**ABOUT THIS EXERCISE**.
Look through the entries for the string "foliage", and copy each line that holds it.

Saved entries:
= Beginning of Section =

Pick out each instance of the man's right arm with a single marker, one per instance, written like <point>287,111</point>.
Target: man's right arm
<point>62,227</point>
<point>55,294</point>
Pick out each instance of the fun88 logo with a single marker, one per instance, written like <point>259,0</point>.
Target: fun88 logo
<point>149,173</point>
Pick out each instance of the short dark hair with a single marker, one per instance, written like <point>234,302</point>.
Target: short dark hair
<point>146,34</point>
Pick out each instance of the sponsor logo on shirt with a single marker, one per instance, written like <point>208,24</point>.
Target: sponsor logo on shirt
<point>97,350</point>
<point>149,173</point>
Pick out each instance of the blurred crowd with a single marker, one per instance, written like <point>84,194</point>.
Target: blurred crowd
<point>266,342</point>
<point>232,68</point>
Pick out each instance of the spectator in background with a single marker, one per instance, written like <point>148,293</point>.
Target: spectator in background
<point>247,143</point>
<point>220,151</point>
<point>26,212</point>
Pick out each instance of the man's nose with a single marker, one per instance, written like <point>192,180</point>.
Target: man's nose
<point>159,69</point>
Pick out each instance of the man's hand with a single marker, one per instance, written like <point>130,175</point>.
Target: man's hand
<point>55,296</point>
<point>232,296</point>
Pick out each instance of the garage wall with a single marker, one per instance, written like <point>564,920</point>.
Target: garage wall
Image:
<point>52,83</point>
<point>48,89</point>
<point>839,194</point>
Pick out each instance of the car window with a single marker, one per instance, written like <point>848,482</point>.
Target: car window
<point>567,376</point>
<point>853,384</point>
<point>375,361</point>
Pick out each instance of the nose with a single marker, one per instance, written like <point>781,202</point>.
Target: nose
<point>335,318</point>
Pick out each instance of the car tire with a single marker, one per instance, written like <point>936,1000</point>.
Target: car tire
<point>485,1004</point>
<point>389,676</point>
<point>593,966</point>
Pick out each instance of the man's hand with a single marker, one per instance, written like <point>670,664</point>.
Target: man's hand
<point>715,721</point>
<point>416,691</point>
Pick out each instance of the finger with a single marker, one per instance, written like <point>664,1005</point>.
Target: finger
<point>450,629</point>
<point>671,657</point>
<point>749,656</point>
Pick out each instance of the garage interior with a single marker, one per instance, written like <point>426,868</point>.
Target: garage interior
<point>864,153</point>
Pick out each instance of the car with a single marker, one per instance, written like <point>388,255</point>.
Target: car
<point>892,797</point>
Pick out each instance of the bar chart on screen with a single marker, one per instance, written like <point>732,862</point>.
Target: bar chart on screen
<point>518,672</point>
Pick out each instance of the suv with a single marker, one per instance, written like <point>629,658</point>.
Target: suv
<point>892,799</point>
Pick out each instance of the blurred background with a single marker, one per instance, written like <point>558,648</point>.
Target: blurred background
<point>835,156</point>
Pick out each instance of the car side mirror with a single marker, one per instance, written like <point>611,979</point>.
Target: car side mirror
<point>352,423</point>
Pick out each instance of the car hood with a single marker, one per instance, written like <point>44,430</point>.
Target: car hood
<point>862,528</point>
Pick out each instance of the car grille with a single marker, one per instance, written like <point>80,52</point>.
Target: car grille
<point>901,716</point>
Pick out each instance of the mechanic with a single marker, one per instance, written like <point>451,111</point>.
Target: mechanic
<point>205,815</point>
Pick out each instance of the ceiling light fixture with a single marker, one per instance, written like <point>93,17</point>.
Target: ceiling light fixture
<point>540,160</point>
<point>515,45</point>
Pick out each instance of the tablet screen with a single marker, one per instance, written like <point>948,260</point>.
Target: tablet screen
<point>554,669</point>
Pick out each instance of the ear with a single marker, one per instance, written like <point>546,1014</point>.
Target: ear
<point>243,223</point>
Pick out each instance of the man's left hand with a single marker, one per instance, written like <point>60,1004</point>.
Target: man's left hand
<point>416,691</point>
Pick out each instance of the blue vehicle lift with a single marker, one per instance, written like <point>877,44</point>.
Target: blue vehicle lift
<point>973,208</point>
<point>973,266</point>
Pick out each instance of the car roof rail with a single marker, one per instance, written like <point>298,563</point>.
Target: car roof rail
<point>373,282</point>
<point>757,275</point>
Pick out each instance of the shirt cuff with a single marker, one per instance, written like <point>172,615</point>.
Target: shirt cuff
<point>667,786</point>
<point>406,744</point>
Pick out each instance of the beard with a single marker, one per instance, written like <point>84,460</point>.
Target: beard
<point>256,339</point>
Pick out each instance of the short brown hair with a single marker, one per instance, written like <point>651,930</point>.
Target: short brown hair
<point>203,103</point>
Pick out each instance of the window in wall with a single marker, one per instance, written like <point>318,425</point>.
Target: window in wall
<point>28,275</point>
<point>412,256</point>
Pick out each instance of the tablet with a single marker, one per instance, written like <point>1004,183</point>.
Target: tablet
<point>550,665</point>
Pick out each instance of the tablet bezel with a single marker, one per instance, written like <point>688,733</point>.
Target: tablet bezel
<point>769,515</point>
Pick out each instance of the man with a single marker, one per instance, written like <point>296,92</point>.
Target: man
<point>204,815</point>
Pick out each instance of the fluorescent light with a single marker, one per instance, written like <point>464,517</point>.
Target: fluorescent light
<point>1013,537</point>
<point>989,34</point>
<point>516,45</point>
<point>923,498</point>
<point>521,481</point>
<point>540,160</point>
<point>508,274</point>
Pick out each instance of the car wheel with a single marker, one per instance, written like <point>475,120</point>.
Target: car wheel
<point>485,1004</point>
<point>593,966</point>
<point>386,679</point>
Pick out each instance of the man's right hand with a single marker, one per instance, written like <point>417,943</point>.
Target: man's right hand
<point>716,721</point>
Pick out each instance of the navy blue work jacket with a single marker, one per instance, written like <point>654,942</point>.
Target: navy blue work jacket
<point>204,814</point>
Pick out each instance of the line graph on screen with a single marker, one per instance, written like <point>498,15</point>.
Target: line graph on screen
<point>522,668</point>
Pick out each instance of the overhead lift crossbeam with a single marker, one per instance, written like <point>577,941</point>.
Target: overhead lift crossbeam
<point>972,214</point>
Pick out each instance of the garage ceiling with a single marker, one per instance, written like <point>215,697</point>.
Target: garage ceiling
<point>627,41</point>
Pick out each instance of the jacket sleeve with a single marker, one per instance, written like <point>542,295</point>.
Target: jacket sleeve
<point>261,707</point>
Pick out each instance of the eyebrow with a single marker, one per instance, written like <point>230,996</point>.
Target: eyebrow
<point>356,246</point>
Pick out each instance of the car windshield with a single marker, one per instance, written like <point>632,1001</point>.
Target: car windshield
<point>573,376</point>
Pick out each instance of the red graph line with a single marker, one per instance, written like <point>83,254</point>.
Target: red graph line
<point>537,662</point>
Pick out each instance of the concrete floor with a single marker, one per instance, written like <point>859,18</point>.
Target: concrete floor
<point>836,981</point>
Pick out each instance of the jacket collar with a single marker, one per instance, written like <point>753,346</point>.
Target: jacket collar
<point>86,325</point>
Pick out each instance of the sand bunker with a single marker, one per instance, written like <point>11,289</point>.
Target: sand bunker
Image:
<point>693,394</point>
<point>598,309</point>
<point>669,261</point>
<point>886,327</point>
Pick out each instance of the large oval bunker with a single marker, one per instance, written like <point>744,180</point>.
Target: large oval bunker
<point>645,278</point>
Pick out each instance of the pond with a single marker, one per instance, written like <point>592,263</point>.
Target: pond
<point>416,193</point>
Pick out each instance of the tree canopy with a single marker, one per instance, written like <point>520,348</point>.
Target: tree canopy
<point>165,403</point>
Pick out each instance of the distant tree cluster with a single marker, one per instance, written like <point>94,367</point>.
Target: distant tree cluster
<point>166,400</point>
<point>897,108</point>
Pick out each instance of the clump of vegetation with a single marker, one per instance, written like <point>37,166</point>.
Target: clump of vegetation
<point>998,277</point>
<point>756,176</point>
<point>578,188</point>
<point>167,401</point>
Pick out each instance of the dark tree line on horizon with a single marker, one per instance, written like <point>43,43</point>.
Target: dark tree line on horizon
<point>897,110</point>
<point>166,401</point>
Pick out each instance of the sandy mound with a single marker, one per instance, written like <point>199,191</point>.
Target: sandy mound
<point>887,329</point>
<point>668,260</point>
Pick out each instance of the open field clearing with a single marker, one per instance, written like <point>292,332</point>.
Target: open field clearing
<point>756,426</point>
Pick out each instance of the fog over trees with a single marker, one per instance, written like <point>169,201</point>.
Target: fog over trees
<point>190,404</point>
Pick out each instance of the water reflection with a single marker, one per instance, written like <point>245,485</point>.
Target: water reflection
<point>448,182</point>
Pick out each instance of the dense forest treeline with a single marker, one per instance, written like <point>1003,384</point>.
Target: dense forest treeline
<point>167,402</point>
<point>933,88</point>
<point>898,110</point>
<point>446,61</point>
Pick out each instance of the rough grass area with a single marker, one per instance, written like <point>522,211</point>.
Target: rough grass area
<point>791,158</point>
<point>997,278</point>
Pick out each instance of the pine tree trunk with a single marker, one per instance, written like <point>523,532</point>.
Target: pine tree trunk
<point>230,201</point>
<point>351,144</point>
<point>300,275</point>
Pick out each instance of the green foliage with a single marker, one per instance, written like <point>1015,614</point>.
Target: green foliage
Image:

= End of Section =

**OUTPUT OF THE TASK**.
Pick out each instance of the green foliage with a single marker, one per instance, written like <point>1015,614</point>.
Target: green foliage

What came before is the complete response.